§ **ACTIVITY**
When a line in the records includes the string "edge", it goes into the tally; report that tally alone.

[Region pointing data]
*** Begin section ***

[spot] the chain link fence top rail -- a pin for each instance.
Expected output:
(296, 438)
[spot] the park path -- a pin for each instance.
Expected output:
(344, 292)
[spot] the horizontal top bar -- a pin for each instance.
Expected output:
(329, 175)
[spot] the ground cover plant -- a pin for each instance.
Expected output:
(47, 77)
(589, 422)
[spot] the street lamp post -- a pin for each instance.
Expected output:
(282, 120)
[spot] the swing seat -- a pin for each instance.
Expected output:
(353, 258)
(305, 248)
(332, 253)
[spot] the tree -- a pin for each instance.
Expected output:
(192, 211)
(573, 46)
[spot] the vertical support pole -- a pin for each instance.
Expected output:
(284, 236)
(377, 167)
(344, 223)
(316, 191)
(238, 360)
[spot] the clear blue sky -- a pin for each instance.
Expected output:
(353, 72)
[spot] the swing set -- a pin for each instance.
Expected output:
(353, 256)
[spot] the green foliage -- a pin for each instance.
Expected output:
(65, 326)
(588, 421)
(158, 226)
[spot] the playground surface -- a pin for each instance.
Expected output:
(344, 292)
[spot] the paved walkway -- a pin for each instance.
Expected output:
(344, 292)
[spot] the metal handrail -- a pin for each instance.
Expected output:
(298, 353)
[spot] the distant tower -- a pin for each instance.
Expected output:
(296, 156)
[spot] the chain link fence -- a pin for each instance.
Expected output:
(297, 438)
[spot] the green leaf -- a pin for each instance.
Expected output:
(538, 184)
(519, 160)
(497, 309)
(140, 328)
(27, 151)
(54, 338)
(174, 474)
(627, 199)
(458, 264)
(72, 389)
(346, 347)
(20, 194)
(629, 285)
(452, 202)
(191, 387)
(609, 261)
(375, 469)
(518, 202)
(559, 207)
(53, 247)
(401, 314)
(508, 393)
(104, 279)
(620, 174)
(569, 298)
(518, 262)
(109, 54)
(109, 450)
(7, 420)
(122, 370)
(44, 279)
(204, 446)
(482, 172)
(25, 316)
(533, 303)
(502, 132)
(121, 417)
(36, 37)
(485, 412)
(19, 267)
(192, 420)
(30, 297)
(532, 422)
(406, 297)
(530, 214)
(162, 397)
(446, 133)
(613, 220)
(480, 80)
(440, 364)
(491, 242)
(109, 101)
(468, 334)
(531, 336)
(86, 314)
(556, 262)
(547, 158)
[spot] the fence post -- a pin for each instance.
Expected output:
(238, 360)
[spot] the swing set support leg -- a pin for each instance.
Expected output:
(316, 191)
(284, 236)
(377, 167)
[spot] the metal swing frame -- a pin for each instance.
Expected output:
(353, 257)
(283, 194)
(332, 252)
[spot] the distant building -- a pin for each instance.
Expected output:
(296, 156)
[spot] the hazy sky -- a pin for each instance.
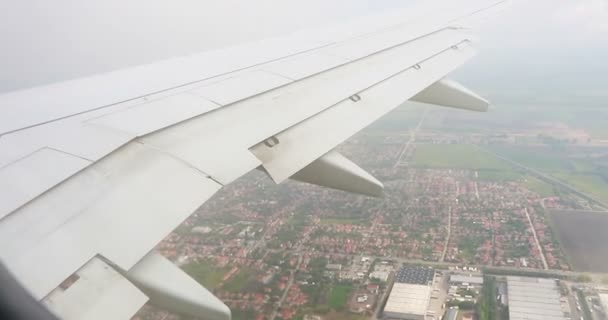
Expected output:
(564, 42)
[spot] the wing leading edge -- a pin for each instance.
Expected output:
(92, 180)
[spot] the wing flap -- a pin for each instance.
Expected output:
(303, 143)
(155, 115)
(452, 94)
(135, 188)
(172, 289)
(333, 170)
(95, 292)
(29, 177)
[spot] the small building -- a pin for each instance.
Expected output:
(604, 301)
(534, 298)
(379, 275)
(407, 302)
(334, 267)
(459, 279)
(373, 288)
(451, 314)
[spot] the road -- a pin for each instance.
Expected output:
(540, 248)
(447, 239)
(292, 277)
(550, 179)
(411, 140)
(382, 299)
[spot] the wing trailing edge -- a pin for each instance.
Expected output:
(335, 171)
(170, 288)
(450, 93)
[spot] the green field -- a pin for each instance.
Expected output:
(238, 282)
(486, 175)
(456, 156)
(338, 297)
(536, 185)
(590, 184)
(339, 220)
(205, 273)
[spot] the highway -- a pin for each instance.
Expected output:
(549, 179)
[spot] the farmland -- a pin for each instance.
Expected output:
(456, 156)
(583, 236)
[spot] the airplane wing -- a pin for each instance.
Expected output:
(95, 172)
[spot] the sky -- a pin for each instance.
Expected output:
(550, 45)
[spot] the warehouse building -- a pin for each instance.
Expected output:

*** End section ***

§ **EXERCISE RESPONSE**
2